Saved entries ▸
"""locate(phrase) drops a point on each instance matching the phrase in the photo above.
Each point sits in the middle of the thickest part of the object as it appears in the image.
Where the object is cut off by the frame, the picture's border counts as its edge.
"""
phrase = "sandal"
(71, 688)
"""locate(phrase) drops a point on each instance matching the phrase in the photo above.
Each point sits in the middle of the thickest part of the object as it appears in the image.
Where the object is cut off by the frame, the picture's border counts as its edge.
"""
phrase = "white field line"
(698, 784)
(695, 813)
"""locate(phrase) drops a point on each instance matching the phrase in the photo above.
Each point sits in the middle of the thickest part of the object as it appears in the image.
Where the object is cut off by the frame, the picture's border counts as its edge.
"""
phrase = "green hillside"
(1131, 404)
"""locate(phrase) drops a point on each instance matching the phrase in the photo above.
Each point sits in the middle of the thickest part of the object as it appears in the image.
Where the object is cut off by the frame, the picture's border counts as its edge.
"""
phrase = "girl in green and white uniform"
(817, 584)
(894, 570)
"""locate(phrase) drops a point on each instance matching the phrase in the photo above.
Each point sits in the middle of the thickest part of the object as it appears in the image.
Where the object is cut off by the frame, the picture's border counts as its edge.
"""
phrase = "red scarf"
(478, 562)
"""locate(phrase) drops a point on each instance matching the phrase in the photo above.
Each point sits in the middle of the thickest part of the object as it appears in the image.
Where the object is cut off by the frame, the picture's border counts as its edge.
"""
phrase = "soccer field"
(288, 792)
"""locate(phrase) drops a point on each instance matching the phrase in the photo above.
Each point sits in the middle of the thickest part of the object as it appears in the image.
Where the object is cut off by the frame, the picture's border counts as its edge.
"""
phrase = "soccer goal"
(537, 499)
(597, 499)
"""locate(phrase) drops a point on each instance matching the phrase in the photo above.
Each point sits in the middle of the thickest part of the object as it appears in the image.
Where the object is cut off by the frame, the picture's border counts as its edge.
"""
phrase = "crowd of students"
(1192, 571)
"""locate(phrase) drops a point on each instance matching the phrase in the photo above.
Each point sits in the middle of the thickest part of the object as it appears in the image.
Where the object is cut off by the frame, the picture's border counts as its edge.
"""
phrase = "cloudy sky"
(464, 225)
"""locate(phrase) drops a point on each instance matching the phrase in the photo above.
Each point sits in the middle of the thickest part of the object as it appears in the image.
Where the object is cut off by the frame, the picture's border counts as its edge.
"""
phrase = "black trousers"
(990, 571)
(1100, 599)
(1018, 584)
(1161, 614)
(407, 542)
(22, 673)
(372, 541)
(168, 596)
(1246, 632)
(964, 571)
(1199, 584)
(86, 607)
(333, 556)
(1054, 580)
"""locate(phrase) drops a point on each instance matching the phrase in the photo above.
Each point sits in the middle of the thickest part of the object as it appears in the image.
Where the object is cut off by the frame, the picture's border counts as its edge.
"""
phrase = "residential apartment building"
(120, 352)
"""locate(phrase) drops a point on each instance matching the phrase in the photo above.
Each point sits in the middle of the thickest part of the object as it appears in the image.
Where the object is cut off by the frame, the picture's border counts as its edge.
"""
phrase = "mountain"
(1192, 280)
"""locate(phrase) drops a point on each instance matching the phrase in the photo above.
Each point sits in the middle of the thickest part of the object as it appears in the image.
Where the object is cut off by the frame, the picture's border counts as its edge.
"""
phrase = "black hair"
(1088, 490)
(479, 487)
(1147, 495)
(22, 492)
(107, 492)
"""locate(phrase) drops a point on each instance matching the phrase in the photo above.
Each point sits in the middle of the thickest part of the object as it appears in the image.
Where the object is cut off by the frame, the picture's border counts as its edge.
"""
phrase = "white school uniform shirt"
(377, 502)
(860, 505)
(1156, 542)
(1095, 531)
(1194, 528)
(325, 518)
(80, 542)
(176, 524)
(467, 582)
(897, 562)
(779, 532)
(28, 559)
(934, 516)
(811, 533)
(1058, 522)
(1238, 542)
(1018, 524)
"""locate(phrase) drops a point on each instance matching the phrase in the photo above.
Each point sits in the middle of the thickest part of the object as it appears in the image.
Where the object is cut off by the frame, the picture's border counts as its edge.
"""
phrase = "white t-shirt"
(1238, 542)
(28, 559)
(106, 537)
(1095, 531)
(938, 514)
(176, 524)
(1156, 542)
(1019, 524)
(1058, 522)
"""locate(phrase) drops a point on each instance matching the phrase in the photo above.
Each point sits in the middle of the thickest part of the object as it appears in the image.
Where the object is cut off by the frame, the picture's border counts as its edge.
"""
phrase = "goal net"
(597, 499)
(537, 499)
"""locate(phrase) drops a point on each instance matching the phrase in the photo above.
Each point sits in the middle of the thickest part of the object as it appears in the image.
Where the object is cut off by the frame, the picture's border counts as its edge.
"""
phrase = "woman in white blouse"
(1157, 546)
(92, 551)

GOAL OF THE EXERCISE ▸ Your response must contain all of the records, copied exactly.

EXPECTED OUTPUT ▸
"""locate(phrase) drops a point on each instance matching the phrase in the photo above.
Each point sits in the middle of the thickest part of the object as it appears in the image.
Where the object is cut off by the frame, the picture's border counts as its edge.
"""
phrase = "sandal"
(71, 688)
"""locate(phrase) drops a point on each instance matching the phrase in the photo above.
Each point sits in the middle of the thickest part of the object as it appears in the image.
Where the object is cut off by the frame, the picture's border counts as its edge.
"""
phrase = "white field line"
(698, 784)
(695, 813)
"""locate(phrase) drops a point on each instance matching the phrase in the photo above.
Each point sits in the middle of the thickest part of the object as it appears in the image.
Where the object is cut off by the frame, the picture's border counts as its edge.
"""
phrase = "green hillside"
(1131, 404)
"""locate(phrase) drops a point on each instance matching the phrase in the photo above.
Each point sits in the middle of the thickest part of the object as it appears in the image.
Where the object is cut off by the frame, the picture's border counts as its edge.
"""
phrase = "girl in green and white uniform"
(817, 584)
(894, 570)
"""locate(phrase) drops a point on each instance matching the phrase in the photo above.
Each point sits in the middle of the thickest part of the object as it appears in the image.
Where the object is cut off by the frame, the picture's border counts as its edge.
"""
phrase = "red scarf"
(478, 562)
"""locate(phrase) drops a point on each instance matching the phrase in the photo above.
Each point sits in the middle of the thickest part of the object as it appears in the image.
Where the object is cut off by the frame, the picture's border counts as its edge.
"""
phrase = "soccer field"
(288, 792)
"""locate(phrase) drops a point on each instance matching the phrase in the photo above.
Each point sits in the middle of the thickest part of the object as it appears in the image.
Where the object is cut off by the frame, the picture's border counts as its edge.
"""
phrase = "soccer goal"
(537, 499)
(597, 499)
"""locate(phrase) drops a point on each instance matching the phrase in the photo above.
Each point sits in the middle of the thickest part of the object as it appears in the image.
Where the object is cut off by the frame, the picture's border counts as its edge.
"""
phrase = "crowd of students"
(1192, 571)
"""locate(phrase) drops a point on each instance matching the phrase in the photo above.
Each point sits in the middle of the thickest part of the object as it appears in the image.
Where the object is cut off by the frame, the picture's border counts as its edge.
"""
phrase = "cloudy sky"
(464, 225)
"""locate(phrase) drops a point on each instance matching the phrase in the photo above.
Each point sits in the middle of the thickest part of the object as it appears in the image.
Where the object is cut off by the frame, the picture's border counts as its edge.
"""
phrase = "black trousers"
(990, 571)
(1100, 599)
(1018, 584)
(1161, 614)
(407, 542)
(22, 673)
(372, 541)
(168, 596)
(1246, 632)
(964, 571)
(1199, 584)
(86, 607)
(333, 556)
(1054, 580)
"""locate(phrase) drops a point on each instance matching the phrase in the photo above.
Each point sits in the middle of the thickest part of the object as it appears in the image.
Where the object is cut off by the frame, the picture's border counts as its edge.
"""
phrase = "residential apartment building"
(120, 352)
"""locate(phrase) drops a point on each instance matching the phrase in the photo above.
Each point sits in the middle of the thickest part of the object as it appears in the image.
Where the object is cut off by the frame, the picture's border counts as its edge.
"""
phrase = "mountain"
(1192, 280)
"""locate(phrase) drops a point on each instance matching the phrase in the photo above.
Each point sits in the middle of the thickest part of the object as it appears in the image.
Where the object is cut off by the frame, the picture's border counts as its edge.
"""
phrase = "black hair"
(1088, 490)
(479, 487)
(1147, 495)
(22, 492)
(107, 492)
"""locate(phrase) drops a point on each instance matching the phrase in the photo above.
Each point sits in the middle of the thickest part of the object as it appears in the image.
Where the object is cut off by the frame, the picture's border counts as its edge.
"""
phrase = "white school uniform shirt"
(377, 502)
(860, 505)
(1156, 542)
(1095, 531)
(1194, 528)
(325, 518)
(80, 542)
(176, 524)
(467, 582)
(897, 562)
(779, 532)
(28, 559)
(934, 516)
(811, 533)
(1058, 522)
(1238, 542)
(1018, 524)
"""locate(phrase) drops a point on each instance matching the phrase in the photo above.
Each point sits in the middle of the thickest part of the object as it appears in the image.
Where the object is cut off by the frame, the picture's border counts as its edge.
"""
phrase = "white t-shirt"
(1238, 542)
(28, 559)
(106, 537)
(1095, 531)
(938, 514)
(176, 524)
(1156, 542)
(1019, 524)
(1058, 522)
"""locate(phrase) drops a point on each instance matching the phrase in the photo above.
Each point sits in the middle of the thickest part of the object as it appears in the image.
Where the object is cut off by the frame, the picture's border counts as its edge.
"""
phrase = "goal net"
(597, 499)
(537, 499)
"""locate(phrase) drops a point on each instance matching the phrase in the photo above.
Each point sits in the middle of the thickest part of the object as it appears in the image.
Where the object is cut off by the frame, the picture's border counts as its edge.
"""
phrase = "woman in white blouse"
(1157, 546)
(92, 551)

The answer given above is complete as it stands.